# [TO BE DONE]
Retype the rows below word for word, omitting the picture from your copy.

# [PROVIDED RECORDS]
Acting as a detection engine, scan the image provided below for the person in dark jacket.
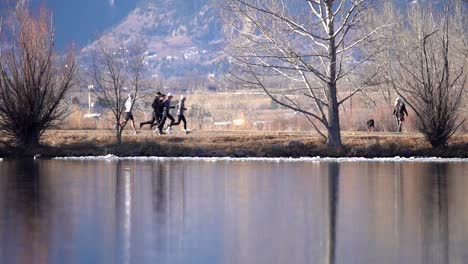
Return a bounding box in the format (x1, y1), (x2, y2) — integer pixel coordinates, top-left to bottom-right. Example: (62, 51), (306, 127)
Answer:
(393, 97), (408, 132)
(169, 95), (189, 134)
(154, 93), (175, 135)
(140, 92), (164, 129)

# [RESULT OF THE EXERCISE]
Acting as a detection engine, scan the image provided below for the person in dark jacket.
Return a bounding box in the format (x1, y1), (x2, y2) — integer pixel coordinates, top-left to bottom-right. Example: (62, 51), (306, 127)
Answer:
(393, 97), (408, 132)
(169, 95), (189, 134)
(154, 93), (175, 135)
(140, 92), (164, 129)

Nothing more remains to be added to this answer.